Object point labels
start
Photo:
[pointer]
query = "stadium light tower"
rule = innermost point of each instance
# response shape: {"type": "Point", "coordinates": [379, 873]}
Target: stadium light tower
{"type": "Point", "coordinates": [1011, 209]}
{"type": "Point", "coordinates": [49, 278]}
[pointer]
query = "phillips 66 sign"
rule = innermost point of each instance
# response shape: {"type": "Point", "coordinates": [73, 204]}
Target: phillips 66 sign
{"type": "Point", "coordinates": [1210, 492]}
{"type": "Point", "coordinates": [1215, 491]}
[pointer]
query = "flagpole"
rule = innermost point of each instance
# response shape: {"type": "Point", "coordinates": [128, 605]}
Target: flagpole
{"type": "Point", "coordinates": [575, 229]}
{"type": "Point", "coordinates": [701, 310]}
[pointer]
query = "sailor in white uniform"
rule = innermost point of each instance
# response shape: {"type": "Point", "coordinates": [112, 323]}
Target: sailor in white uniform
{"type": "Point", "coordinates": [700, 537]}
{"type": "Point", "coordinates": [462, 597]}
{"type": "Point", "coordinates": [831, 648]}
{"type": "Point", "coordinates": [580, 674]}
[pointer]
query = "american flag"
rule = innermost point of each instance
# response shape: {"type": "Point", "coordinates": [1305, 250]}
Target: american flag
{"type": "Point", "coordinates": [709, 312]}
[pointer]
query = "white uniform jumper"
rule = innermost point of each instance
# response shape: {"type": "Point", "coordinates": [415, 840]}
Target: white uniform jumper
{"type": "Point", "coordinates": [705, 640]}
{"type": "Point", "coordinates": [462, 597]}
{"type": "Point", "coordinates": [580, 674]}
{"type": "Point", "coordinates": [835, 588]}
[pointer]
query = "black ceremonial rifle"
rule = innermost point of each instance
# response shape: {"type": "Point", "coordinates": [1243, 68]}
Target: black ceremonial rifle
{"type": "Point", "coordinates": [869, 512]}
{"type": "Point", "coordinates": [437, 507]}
end
Write the material out again in its entirety, exactly as shown.

TASK OUTPUT:
Photo:
[pointer]
query = "stadium light tower"
rule = innermost point of each instance
# response shape: {"type": "Point", "coordinates": [379, 873]}
Target: stadium light tower
{"type": "Point", "coordinates": [1011, 209]}
{"type": "Point", "coordinates": [49, 278]}
[pointer]
query = "phillips 66 sign"
rule = innermost point of each instance
# response shape: {"type": "Point", "coordinates": [73, 204]}
Target: phillips 66 sign
{"type": "Point", "coordinates": [1210, 492]}
{"type": "Point", "coordinates": [1215, 491]}
[pointer]
query = "flagpole"
rule = innermost point of each instance
# response shape: {"type": "Point", "coordinates": [128, 605]}
Target: flagpole
{"type": "Point", "coordinates": [575, 229]}
{"type": "Point", "coordinates": [701, 310]}
[pointer]
query = "sailor in white uniform"
rule = innermost point of each instance
# response shape: {"type": "Point", "coordinates": [112, 323]}
Target: sailor in white uniform
{"type": "Point", "coordinates": [700, 537]}
{"type": "Point", "coordinates": [462, 597]}
{"type": "Point", "coordinates": [831, 648]}
{"type": "Point", "coordinates": [580, 674]}
[pointer]
query = "american flag"
rule = innermost point of each instance
# response shape: {"type": "Point", "coordinates": [1305, 250]}
Target: american flag
{"type": "Point", "coordinates": [709, 312]}
[pointer]
query = "white uniform jumper"
rule = innermost point of each instance
# response shape: {"type": "Point", "coordinates": [415, 840]}
Target: white uniform jumper
{"type": "Point", "coordinates": [705, 640]}
{"type": "Point", "coordinates": [462, 597]}
{"type": "Point", "coordinates": [580, 674]}
{"type": "Point", "coordinates": [835, 588]}
[pointer]
query = "black ceremonial rifle"
rule = innermost point of each instance
# response shape: {"type": "Point", "coordinates": [1243, 68]}
Target: black ceremonial rifle
{"type": "Point", "coordinates": [869, 512]}
{"type": "Point", "coordinates": [437, 507]}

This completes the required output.